Stored data
────────────────
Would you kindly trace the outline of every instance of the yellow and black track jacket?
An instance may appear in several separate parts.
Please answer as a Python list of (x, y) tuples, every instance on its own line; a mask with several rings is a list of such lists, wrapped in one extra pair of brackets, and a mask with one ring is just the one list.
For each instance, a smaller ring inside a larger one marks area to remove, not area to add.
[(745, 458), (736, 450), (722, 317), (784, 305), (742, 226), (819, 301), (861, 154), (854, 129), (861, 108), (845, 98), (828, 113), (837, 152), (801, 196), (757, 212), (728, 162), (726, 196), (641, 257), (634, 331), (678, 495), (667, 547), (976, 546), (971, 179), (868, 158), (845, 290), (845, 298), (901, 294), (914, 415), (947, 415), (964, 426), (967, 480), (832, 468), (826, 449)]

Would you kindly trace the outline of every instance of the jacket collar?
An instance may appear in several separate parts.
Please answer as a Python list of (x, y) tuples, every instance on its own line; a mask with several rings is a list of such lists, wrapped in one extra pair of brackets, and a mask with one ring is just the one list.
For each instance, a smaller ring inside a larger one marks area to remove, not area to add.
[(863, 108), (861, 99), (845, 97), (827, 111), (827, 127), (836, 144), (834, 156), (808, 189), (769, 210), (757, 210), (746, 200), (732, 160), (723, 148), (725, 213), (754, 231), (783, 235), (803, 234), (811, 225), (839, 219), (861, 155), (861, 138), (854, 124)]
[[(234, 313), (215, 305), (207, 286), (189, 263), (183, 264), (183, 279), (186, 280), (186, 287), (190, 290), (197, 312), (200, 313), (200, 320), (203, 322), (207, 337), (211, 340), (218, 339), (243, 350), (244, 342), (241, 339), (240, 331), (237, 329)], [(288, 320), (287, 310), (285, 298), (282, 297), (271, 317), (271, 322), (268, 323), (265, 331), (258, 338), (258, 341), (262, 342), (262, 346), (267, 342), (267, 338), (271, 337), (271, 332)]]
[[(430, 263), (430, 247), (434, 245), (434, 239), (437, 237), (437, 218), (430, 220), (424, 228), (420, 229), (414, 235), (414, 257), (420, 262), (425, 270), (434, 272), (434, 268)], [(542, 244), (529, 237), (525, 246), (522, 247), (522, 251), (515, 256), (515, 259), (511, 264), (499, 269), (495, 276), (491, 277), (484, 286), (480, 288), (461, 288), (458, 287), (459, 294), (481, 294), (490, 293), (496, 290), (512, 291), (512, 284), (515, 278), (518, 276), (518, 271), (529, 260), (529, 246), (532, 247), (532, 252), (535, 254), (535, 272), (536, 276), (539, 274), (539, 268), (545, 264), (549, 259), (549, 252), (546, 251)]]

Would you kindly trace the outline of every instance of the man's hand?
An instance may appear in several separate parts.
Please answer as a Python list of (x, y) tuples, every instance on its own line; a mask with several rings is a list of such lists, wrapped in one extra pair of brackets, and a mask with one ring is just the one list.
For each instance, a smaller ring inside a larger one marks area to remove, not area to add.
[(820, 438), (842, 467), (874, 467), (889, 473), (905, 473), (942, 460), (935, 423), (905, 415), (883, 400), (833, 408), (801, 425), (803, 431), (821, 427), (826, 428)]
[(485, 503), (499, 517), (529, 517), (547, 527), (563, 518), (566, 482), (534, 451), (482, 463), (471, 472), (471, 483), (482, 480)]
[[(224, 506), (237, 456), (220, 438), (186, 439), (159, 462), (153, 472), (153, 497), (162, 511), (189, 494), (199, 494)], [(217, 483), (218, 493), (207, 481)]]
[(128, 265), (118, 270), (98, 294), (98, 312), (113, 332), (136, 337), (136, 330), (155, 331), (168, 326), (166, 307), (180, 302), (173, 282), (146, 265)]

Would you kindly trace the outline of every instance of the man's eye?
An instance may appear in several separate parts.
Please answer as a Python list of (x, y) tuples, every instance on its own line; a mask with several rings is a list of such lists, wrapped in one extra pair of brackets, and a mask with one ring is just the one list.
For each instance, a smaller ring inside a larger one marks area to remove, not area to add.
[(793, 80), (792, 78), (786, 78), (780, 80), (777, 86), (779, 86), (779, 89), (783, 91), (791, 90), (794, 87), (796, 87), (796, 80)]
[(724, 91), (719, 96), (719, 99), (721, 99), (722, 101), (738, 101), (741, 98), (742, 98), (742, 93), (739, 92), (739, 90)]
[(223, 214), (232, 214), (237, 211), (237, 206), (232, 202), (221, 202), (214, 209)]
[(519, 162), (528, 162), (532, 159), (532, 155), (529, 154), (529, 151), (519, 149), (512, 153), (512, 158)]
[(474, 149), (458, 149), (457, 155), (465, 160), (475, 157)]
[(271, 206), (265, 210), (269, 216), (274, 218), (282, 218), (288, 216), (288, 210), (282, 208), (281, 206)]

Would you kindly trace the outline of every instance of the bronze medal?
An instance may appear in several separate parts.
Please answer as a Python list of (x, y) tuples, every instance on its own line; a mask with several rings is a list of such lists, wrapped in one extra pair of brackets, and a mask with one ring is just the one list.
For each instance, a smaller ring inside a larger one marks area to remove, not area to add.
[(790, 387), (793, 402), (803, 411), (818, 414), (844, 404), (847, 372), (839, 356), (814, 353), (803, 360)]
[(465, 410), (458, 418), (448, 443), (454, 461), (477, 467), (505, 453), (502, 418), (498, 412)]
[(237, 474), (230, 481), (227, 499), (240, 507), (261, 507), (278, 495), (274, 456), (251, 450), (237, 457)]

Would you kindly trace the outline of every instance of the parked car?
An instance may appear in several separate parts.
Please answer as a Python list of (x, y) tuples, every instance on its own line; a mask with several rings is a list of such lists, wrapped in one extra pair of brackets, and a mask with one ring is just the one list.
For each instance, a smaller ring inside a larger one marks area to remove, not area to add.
────────────────
_TRY IT:_
Return solely the count of lines in the data above in which the word "jacket" occurs.

_RESULT OF THE EXERCISE:_
2